Beginning at the line containing "Task: locate the crown", output every line to the end of the data below exactly as it appears.

Material to process:
========
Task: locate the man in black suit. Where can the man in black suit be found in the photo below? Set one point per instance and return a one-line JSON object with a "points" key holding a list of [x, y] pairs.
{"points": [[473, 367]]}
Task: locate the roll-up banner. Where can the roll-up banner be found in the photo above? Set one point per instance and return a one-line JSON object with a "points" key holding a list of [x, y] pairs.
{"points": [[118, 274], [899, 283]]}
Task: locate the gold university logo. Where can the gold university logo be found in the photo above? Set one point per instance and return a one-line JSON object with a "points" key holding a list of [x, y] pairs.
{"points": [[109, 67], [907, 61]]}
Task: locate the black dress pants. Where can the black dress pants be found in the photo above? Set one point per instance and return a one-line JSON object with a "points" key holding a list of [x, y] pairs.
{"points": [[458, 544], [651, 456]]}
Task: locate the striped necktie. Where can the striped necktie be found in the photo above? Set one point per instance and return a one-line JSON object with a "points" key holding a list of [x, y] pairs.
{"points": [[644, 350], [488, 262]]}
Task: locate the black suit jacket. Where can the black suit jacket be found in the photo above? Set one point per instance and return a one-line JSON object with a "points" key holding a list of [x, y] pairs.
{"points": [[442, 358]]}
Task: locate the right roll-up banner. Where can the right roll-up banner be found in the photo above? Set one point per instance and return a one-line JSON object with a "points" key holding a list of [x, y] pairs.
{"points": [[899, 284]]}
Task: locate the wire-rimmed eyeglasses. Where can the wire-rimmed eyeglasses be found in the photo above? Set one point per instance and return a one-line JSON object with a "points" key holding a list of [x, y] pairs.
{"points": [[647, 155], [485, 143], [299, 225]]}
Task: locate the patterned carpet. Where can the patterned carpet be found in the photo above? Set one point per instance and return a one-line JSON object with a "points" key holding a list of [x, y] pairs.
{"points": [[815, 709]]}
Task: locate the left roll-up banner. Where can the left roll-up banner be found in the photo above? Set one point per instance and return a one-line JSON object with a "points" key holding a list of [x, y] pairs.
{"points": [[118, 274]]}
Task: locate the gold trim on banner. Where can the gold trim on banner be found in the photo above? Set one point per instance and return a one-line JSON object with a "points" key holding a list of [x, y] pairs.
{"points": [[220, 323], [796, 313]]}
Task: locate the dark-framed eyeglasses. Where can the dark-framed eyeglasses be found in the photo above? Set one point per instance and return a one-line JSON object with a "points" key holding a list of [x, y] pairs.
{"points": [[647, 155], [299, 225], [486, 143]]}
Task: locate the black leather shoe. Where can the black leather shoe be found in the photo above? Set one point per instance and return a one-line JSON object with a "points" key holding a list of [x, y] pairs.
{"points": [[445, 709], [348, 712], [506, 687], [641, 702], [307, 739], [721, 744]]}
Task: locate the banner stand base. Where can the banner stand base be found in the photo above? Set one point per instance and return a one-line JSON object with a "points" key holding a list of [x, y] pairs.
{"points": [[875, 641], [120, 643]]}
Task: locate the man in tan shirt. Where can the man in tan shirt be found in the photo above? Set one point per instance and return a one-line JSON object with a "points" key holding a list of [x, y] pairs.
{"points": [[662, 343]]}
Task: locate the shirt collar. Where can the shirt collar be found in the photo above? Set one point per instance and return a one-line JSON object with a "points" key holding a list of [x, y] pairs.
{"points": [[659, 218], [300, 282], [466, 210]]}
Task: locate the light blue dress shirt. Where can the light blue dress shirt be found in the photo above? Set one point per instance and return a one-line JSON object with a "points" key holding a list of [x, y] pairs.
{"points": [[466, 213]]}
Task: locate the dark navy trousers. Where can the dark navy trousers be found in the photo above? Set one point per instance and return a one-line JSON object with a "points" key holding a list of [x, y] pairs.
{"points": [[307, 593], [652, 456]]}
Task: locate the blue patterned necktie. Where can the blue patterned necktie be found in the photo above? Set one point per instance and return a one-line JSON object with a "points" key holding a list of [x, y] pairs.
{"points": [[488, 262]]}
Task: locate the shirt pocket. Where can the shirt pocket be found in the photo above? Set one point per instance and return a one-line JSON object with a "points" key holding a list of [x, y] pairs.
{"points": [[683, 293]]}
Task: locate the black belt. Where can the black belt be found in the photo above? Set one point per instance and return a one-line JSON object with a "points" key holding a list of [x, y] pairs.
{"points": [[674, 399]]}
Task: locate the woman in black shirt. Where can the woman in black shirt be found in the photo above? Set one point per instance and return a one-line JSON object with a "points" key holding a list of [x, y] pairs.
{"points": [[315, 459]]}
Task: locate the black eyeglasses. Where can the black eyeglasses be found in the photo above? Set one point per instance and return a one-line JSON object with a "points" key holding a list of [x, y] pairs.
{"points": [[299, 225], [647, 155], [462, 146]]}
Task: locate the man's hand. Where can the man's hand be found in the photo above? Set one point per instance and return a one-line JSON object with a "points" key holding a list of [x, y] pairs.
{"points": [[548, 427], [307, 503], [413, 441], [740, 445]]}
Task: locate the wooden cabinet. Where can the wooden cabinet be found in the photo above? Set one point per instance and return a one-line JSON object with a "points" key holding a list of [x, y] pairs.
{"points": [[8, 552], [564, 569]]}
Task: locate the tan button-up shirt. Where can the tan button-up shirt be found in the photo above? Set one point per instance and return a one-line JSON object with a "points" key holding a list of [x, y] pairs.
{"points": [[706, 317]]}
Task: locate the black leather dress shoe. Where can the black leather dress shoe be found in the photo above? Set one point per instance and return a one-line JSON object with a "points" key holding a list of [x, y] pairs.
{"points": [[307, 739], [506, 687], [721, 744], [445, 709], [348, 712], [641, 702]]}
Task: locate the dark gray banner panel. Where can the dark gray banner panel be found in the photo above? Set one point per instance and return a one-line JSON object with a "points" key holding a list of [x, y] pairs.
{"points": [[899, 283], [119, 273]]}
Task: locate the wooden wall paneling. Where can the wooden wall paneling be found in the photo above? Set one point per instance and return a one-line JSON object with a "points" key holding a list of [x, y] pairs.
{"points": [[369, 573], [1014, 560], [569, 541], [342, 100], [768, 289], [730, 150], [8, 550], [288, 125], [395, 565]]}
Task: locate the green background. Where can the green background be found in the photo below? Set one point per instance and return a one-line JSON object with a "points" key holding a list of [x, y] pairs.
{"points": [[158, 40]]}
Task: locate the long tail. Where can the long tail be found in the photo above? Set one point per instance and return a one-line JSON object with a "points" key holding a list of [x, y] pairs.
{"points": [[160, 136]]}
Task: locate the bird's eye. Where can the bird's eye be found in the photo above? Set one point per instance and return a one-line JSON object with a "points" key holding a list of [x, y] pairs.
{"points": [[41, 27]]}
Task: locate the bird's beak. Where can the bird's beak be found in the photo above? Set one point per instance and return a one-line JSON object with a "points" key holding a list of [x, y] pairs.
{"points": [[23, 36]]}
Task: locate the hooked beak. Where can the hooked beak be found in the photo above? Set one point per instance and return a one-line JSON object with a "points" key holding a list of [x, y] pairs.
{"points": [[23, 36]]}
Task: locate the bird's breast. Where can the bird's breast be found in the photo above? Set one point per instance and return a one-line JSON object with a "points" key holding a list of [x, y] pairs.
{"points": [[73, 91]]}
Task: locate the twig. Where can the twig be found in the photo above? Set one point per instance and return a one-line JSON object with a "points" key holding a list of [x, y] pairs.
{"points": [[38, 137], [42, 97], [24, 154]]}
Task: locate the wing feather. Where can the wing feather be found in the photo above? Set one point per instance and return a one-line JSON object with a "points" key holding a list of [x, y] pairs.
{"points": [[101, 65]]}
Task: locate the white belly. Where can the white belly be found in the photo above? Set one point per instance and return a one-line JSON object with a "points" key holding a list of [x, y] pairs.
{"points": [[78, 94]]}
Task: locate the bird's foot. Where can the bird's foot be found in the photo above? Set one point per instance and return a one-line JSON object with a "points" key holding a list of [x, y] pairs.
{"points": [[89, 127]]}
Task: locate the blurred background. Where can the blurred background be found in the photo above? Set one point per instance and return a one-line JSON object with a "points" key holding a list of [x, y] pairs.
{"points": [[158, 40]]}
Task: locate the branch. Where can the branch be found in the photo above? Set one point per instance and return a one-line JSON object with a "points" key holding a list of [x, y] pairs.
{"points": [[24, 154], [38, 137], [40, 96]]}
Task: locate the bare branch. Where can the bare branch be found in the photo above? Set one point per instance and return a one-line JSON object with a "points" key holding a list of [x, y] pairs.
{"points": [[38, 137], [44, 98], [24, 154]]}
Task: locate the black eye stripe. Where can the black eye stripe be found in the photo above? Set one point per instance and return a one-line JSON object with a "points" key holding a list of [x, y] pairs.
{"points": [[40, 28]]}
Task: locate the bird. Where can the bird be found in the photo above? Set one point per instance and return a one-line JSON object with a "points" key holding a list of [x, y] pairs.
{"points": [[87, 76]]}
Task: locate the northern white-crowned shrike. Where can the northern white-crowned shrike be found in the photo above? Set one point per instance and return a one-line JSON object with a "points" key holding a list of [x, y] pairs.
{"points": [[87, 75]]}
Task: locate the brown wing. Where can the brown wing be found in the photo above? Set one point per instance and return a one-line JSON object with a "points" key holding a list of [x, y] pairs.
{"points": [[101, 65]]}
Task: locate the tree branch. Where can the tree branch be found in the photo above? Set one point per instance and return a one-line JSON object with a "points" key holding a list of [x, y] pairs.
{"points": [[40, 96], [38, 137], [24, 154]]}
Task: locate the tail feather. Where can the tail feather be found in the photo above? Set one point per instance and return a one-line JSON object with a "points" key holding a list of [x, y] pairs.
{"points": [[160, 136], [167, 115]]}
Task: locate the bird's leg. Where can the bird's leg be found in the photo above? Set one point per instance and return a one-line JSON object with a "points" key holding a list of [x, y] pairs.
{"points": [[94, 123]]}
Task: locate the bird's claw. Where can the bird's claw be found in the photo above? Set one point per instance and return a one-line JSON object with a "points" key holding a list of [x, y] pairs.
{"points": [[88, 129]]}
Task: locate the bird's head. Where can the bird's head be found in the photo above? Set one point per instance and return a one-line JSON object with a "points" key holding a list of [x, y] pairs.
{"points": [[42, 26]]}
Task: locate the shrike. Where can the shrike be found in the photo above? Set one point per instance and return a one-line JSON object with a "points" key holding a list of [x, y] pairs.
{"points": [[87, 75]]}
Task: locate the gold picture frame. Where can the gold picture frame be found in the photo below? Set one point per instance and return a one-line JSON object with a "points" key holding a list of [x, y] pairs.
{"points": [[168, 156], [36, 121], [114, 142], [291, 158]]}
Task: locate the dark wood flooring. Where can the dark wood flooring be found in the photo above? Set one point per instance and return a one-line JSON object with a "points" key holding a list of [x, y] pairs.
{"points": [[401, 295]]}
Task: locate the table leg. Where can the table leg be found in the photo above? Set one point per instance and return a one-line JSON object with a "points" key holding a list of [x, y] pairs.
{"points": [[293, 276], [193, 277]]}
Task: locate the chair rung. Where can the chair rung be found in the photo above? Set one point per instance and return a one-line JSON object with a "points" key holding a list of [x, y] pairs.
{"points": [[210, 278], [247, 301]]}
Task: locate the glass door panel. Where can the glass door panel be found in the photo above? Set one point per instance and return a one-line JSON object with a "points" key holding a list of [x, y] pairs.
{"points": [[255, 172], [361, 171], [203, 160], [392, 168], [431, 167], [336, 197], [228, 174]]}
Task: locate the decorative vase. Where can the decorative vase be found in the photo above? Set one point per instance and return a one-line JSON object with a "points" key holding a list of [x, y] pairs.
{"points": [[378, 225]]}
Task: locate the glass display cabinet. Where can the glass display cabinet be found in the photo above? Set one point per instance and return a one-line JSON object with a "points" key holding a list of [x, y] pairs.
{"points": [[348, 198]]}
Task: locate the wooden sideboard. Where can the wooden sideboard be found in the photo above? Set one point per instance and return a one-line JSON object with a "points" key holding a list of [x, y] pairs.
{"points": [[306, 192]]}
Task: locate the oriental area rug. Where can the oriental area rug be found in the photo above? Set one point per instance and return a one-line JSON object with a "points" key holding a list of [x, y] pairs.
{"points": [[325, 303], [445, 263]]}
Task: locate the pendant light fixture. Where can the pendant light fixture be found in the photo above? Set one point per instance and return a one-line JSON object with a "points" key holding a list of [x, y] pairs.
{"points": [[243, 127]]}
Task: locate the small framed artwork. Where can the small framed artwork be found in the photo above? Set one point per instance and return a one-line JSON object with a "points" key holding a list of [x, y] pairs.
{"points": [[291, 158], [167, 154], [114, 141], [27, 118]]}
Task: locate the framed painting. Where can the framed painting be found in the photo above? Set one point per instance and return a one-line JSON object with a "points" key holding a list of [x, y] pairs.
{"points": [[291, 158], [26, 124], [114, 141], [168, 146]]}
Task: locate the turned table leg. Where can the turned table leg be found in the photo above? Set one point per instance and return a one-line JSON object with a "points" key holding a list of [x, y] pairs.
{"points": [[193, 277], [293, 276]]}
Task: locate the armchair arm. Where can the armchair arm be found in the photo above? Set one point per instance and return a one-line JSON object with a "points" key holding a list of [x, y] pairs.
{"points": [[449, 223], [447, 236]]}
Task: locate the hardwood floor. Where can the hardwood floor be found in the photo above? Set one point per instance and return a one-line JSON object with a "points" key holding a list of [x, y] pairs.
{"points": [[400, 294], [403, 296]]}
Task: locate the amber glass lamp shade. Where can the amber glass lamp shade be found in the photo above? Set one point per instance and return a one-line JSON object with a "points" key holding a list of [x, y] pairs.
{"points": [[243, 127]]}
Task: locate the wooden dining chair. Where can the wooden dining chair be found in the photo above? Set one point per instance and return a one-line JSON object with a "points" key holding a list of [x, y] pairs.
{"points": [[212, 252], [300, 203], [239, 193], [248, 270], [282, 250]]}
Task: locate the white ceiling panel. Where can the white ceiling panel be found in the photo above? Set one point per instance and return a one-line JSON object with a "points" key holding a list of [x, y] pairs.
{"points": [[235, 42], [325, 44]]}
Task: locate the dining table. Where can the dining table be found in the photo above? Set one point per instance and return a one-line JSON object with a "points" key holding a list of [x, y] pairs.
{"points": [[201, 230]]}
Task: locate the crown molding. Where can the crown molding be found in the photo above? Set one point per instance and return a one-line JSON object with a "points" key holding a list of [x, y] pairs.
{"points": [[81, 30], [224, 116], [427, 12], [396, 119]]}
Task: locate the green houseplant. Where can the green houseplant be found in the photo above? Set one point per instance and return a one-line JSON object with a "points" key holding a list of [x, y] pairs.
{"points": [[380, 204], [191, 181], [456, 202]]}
========
Result of the task:
Task: locate the crown molding. Where can the crown molding be found in the photo above? Set one point per instance and return a one-line JSON object with a "points" key holding a list of [x, y] pairs.
{"points": [[81, 30], [224, 116], [427, 12], [396, 119]]}
Task: locate the green houseplant. Where can the green houseplant be found in the photo above? Set one point per instance and return a one-line JSON object with a "points" key holding a list of [x, y] pairs.
{"points": [[380, 204], [191, 181], [456, 202]]}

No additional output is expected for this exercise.